----- Data in this exercise

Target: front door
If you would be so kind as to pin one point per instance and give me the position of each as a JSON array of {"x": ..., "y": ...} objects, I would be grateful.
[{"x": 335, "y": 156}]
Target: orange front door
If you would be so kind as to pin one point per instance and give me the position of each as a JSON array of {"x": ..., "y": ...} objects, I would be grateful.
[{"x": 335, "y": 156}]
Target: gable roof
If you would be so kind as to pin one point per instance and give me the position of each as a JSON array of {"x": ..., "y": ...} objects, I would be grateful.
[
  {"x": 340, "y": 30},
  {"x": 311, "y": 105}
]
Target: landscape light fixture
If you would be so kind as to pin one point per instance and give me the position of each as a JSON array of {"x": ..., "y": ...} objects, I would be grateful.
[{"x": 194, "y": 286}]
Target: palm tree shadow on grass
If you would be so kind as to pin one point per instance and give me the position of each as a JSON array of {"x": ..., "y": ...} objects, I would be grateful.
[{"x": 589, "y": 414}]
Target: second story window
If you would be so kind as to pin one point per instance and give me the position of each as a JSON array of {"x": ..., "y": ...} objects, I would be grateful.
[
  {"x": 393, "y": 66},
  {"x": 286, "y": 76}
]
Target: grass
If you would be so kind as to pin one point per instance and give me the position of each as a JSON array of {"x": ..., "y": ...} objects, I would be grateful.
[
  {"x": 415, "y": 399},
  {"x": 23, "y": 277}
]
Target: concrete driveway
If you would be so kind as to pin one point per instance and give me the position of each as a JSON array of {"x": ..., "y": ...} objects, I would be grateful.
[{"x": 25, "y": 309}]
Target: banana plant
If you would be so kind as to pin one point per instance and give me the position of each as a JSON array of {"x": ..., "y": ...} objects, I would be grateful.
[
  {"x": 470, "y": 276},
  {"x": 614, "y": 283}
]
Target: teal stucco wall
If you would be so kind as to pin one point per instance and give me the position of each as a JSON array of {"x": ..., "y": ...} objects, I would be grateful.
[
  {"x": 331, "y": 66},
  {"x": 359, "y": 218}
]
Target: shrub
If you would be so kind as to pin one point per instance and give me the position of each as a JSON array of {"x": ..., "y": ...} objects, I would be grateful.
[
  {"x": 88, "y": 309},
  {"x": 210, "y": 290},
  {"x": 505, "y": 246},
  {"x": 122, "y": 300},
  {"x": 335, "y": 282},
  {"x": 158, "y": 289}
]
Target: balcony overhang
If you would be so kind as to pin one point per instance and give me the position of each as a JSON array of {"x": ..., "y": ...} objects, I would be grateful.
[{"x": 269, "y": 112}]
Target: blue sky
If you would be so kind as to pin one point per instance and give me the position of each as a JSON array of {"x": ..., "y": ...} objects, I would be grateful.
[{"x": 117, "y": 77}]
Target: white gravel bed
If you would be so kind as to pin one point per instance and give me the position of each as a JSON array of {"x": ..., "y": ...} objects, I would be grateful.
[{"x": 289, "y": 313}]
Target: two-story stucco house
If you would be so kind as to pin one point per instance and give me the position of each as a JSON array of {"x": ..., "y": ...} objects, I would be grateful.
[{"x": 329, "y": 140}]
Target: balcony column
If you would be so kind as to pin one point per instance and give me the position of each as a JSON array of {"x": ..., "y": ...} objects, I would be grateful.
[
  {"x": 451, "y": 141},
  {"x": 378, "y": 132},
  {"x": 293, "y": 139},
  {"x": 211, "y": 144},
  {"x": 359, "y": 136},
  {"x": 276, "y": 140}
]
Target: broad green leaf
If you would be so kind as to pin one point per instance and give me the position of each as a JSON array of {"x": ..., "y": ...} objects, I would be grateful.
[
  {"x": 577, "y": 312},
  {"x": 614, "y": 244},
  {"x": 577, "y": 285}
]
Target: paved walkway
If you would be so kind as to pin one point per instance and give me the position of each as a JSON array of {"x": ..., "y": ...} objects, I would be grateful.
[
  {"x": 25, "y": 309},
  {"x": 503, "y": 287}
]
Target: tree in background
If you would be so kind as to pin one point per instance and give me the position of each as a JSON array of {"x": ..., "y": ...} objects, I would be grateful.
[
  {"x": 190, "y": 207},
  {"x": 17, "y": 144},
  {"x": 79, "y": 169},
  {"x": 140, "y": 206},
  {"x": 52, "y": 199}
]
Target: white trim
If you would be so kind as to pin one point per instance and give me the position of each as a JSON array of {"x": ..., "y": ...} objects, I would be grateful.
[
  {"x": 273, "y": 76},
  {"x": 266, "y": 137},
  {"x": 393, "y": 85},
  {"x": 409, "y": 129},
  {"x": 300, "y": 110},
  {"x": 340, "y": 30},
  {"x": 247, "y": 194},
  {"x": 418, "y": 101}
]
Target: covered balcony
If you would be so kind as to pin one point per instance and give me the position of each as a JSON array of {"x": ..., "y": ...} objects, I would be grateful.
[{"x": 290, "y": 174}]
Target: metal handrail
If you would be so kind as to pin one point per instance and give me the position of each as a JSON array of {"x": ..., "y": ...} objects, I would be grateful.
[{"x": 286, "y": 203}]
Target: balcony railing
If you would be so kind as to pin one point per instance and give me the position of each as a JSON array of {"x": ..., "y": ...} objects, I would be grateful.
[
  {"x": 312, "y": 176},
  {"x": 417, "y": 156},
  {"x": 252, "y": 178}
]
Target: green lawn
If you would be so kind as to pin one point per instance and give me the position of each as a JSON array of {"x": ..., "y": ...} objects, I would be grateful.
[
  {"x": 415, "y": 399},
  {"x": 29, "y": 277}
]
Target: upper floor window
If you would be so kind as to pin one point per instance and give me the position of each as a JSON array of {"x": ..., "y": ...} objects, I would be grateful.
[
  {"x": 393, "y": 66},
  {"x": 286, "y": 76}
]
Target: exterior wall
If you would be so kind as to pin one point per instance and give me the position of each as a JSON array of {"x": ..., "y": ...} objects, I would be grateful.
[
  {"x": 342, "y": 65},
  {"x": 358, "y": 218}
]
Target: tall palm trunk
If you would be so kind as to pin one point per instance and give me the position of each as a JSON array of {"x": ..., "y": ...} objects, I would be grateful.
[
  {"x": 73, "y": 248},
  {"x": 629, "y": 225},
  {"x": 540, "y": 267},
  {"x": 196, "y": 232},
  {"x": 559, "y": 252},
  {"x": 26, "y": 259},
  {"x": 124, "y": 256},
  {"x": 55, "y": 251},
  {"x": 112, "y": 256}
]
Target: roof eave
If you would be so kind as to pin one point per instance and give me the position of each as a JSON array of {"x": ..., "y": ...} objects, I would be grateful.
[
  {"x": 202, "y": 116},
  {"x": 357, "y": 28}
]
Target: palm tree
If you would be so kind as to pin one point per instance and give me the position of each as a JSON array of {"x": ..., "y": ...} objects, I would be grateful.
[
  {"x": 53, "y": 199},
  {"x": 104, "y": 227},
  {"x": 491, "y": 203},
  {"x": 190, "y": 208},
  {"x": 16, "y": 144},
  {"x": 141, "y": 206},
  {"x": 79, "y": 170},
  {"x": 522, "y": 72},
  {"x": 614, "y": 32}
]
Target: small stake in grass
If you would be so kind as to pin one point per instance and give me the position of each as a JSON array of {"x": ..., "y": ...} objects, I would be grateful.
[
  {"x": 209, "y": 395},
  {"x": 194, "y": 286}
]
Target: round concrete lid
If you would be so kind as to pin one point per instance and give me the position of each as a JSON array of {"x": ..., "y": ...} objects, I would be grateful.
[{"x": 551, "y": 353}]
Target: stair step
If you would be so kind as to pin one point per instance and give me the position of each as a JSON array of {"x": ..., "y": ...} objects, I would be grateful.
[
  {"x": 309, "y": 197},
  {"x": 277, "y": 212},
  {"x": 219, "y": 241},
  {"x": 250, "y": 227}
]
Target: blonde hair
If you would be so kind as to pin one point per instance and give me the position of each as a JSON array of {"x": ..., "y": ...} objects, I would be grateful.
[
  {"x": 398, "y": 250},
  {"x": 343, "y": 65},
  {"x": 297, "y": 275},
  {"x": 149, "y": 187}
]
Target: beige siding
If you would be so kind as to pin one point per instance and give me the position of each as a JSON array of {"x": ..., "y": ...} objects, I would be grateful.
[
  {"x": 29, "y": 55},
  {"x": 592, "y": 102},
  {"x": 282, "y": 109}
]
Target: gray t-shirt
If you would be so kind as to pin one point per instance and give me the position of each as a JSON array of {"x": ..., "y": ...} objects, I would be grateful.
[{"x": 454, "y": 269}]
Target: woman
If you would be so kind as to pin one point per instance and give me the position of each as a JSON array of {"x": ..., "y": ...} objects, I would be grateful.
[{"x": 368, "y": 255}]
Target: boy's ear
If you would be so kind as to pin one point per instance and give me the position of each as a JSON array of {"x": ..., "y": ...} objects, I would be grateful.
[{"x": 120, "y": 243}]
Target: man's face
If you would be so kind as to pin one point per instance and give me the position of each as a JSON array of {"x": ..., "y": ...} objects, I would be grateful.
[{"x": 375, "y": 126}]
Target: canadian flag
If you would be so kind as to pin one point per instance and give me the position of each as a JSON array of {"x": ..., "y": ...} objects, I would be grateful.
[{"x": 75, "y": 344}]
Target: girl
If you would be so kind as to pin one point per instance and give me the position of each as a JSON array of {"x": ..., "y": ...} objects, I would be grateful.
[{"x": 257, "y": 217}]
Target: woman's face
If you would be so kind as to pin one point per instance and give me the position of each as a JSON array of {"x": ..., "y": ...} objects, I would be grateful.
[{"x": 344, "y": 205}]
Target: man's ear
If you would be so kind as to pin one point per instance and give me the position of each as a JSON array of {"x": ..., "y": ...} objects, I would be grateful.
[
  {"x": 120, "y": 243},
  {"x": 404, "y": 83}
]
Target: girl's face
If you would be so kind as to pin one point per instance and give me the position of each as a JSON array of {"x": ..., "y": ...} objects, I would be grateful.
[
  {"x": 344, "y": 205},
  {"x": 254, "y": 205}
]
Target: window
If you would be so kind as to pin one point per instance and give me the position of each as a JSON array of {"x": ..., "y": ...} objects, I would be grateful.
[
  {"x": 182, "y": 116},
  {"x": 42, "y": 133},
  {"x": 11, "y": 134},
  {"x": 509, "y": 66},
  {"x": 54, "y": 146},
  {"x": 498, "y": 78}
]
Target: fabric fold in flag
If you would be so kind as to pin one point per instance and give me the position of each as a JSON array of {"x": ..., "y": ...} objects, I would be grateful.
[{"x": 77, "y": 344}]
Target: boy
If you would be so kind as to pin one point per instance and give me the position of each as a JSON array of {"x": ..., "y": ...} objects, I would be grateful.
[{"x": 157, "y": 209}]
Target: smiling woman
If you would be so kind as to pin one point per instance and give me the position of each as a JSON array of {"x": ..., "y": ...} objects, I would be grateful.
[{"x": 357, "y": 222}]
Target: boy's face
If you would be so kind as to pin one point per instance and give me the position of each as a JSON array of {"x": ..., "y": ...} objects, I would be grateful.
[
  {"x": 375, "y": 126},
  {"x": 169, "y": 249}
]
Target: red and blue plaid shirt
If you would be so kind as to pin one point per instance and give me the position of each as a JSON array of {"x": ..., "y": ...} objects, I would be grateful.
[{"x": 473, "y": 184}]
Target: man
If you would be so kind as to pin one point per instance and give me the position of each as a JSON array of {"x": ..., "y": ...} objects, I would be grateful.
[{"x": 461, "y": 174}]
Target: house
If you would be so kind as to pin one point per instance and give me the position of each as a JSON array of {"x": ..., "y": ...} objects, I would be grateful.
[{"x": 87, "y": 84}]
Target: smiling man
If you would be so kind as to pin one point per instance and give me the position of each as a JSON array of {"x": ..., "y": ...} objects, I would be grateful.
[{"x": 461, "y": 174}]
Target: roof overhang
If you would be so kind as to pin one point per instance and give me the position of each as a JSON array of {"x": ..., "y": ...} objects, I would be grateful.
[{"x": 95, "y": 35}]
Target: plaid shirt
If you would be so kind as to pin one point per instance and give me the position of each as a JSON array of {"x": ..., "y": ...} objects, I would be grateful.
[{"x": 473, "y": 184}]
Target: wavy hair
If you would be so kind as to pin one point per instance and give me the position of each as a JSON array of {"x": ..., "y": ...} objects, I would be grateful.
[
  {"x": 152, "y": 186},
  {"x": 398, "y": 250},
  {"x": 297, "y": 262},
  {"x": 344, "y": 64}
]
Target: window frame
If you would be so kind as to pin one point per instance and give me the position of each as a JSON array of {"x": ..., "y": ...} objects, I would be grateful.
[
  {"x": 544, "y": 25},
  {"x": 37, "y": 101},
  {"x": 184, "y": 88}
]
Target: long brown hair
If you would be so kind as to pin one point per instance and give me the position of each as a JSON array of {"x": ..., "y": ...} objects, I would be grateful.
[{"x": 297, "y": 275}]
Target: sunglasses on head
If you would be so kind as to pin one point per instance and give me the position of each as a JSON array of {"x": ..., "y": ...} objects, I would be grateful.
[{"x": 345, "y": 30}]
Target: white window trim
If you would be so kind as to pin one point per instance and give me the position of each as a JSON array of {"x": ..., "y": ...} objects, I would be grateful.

----------

What is required
Look above for the line containing "Target: roof overhang", then transcribe it and all lines after it through the last, exactly and with nothing else.

Full answer
Target: roof overhang
If you would be so kind as to pin one point per instance and give me the position of each as a JSON array of {"x": ..., "y": ...} objects, I would be grateful.
[{"x": 95, "y": 35}]
Target: plaid shirt
If you would be so kind as to pin one point per instance and give me the position of each as a JSON array of {"x": ..., "y": ...} objects, I would be grateful.
[{"x": 473, "y": 184}]
Target: wavy hair
If you would be so kind as to pin one point per instance and give me the position of each as a JSON array of {"x": ..., "y": ...} objects, I would be grateful.
[
  {"x": 152, "y": 186},
  {"x": 398, "y": 250},
  {"x": 297, "y": 262},
  {"x": 344, "y": 64}
]
Target: window frame
If you would be so kind as to pin one point per instance and give me the position of each as a JSON array of {"x": ..., "y": ...} objects, I would be grateful.
[
  {"x": 544, "y": 25},
  {"x": 37, "y": 101},
  {"x": 184, "y": 88}
]
Target: long brown hair
If you would be so kind as to pin one point per instance and give me the position of each as a JSON array of {"x": ..., "y": ...} objects, I would be grateful.
[{"x": 297, "y": 275}]
Target: sunglasses on head
If you would be so kind as to pin one point per instance and give me the position of each as a JSON array of {"x": ..., "y": ...} objects, I would be grateful.
[{"x": 345, "y": 30}]
Target: white window trim
If you would be so kind as to pin one point per instance and give me the position of each as a JSON array of {"x": ..., "y": ...} objects, I would be grateful.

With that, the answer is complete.